* Aim of the task
Reproduce verbatim everything from "Electrifying medium- and" down to "could help solve." in the passage on electric buses that follows.

* Passage shown
Bigger better batteries: Electric buses are a great fit for battery-powered transportation. Buses are bigger than cars, meaning they can hold bigger batteries and travel farther distances. Some can go as far as 200 miles on a single charge, much longer than most school bus routes, and one bus model holds the world record of driving 1,101 miles on a single charge.

And it’s not just school buses transitioning away from diesel engines: cities are transitioning their bus fleets, too.

  • Los Angeles, home to the country’s second-largest bus fleet, plans to make all its buses electric by the end of the decade.
  • Seattle, which is served by King County Transit, has committed to over 100 electric buses for its fleet.
  • New York, D.C., and Louisville all have a handful of electric buses in their fleet; New York plans to be completely electrified by 2040. 

North American buses are only 1% electric, but around the world, the numbers are much higher. China’s fleet is 20% electric; Amsterdam’s 100 electric buses provide 24-hour service by refueling at charging points along their routes.

Electrifying medium- and heavy-duty trucks is also a sector with plenty of possibilities: in 2018, they were 6 perfect of registered vehicles but spewed out 23 percent of the transportation sector’s climate-damaging emissions. Because highways are often built through low-income neighborhoods and communities of color, the air quality issues caused by trucking are an environmental justice issue — and one that electrifying these trucks could help solve.

* Extracted information

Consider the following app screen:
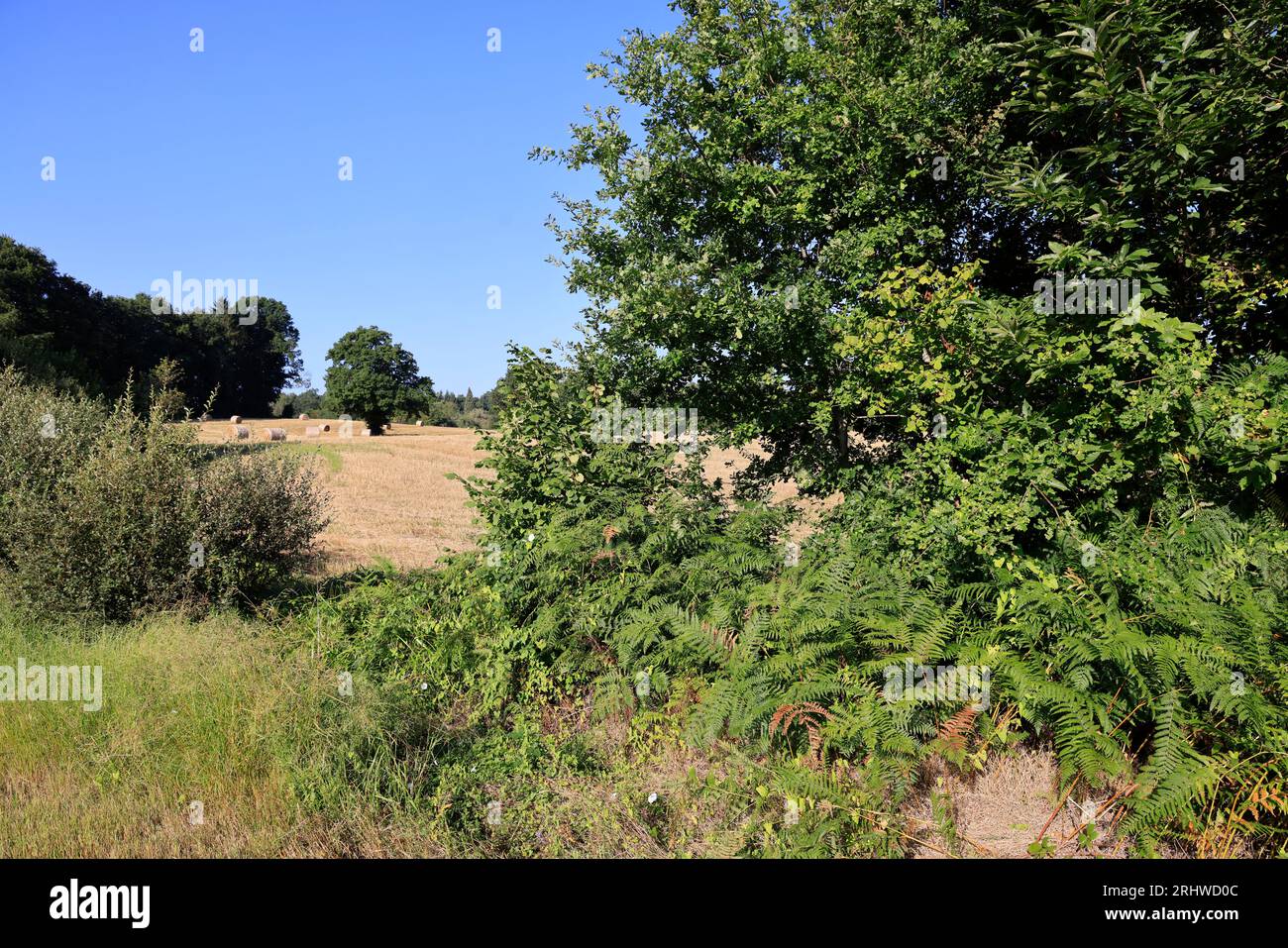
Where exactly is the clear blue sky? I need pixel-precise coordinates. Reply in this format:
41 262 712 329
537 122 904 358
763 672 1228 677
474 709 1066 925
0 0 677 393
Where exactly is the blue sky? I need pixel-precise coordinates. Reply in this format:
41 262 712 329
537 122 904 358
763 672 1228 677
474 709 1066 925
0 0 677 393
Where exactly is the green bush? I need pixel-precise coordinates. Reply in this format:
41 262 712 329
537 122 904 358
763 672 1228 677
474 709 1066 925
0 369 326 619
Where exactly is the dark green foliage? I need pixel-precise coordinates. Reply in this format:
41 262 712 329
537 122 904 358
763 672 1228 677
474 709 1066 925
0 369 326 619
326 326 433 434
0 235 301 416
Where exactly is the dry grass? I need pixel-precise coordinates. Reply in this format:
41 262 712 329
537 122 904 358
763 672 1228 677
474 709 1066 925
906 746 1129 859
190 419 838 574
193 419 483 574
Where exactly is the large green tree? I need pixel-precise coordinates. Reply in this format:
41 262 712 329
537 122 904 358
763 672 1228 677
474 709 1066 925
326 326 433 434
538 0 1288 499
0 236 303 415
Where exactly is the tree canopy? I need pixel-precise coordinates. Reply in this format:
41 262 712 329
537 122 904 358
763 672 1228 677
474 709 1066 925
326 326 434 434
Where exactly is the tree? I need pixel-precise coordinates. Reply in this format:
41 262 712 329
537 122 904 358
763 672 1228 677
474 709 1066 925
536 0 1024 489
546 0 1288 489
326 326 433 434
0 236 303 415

* Answer below
Electrifying medium- and heavy-duty trucks is also a sector with plenty of possibilities: in 2018, they were 6 perfect of registered vehicles but spewed out 23 percent of the transportation sector’s climate-damaging emissions. Because highways are often built through low-income neighborhoods and communities of color, the air quality issues caused by trucking are an environmental justice issue — and one that electrifying these trucks could help solve.